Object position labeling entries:
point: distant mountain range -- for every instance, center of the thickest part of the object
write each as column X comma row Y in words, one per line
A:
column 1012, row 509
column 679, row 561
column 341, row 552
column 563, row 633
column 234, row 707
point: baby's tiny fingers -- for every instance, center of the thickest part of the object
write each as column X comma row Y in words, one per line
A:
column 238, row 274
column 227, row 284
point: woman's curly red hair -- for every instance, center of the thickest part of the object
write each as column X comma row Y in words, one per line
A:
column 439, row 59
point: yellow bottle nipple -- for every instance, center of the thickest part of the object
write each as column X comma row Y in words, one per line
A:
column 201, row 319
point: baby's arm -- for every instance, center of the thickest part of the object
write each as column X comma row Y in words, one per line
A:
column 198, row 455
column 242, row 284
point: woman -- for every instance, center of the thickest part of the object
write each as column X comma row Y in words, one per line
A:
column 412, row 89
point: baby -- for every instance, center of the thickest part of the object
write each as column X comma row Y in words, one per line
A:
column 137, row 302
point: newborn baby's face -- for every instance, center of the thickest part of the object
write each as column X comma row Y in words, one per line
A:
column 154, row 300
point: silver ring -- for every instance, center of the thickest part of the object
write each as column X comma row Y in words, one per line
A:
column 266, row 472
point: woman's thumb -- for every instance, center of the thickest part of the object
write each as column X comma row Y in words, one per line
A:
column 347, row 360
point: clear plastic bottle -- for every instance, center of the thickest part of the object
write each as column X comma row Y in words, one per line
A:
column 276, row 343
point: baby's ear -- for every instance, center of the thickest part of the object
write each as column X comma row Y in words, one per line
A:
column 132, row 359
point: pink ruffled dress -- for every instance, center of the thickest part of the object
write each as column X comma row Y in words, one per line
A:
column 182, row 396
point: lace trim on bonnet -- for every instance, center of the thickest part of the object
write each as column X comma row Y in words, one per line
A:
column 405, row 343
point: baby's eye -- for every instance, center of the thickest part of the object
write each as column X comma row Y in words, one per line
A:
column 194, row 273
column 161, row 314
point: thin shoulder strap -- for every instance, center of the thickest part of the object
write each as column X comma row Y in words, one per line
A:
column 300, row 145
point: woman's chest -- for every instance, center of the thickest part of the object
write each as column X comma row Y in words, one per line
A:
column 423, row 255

> SHORT PROBLEM: Copy every line of the material above word for word, changing nothing.

> SOLUTION:
point: distant mountain range -- for every instance, center of the thickest part of the object
write each as column X comma row Y in words, one per line
A:
column 1012, row 509
column 679, row 561
column 341, row 552
column 563, row 633
column 234, row 707
point: baby's tiny fingers -- for every instance, center of the thickest part of the object
write each as column X comma row Y in words, one per line
A:
column 238, row 274
column 227, row 284
point: woman's curly red hair -- for every instance, center of the thickest part of the object
write each as column X comma row Y in words, one per line
A:
column 439, row 59
point: yellow bottle nipple -- for every instance, center of the thickest part of the object
write each as column X comma row Y in words, one per line
A:
column 201, row 319
point: baby's arm -- for every instance, center of the thickest part of the object
write each as column X comma row Y in words, one per line
A:
column 198, row 455
column 242, row 284
point: woman -- for every instance, center of the thickest part of the object
write each as column X comma row Y in words, one per line
A:
column 412, row 89
point: baby -- for every instance, center of the thickest part of the object
write each as column X comma row Y in words, one per line
A:
column 137, row 302
point: newborn baby's face -- for every instance, center of the thickest part of the object
write each as column X comma row Y in words, one per line
A:
column 154, row 300
point: silver ring -- for every instance, center of the thickest part of the object
write each as column X comma row Y in words, one per line
A:
column 266, row 472
point: woman's thumb -- for every instance, center of the thickest part of the object
write each as column X comma row Y in words, one per line
A:
column 347, row 360
point: clear plastic bottle -- for every instance, center of the thickest part of the object
write each as column X comma row Y in words, one per line
A:
column 276, row 343
point: baby's ear -- for every instance, center of the thickest part of the object
write each as column X comma row Y in words, one per line
A:
column 132, row 359
point: pink ruffled dress -- for every instance, center of the thickest part of the object
write each as column X comma row Y in words, one per line
A:
column 182, row 396
point: lace trim on bonnet -- for every instance, center of the thickest part of the object
write each as column X comma row Y in words, one per line
A:
column 405, row 343
point: baby's eye -- for every instance, center of the thickest part of the object
write each as column X comma row Y in words, one per line
A:
column 194, row 273
column 161, row 314
point: thin shoulder strap -- for every instance, center of the thickest part of the object
write each as column X comma row Y in words, one per line
A:
column 300, row 145
point: woman's chest -- for every instance, center of the thickest part of the object
write each as column X comma row Y in words, one per line
A:
column 423, row 255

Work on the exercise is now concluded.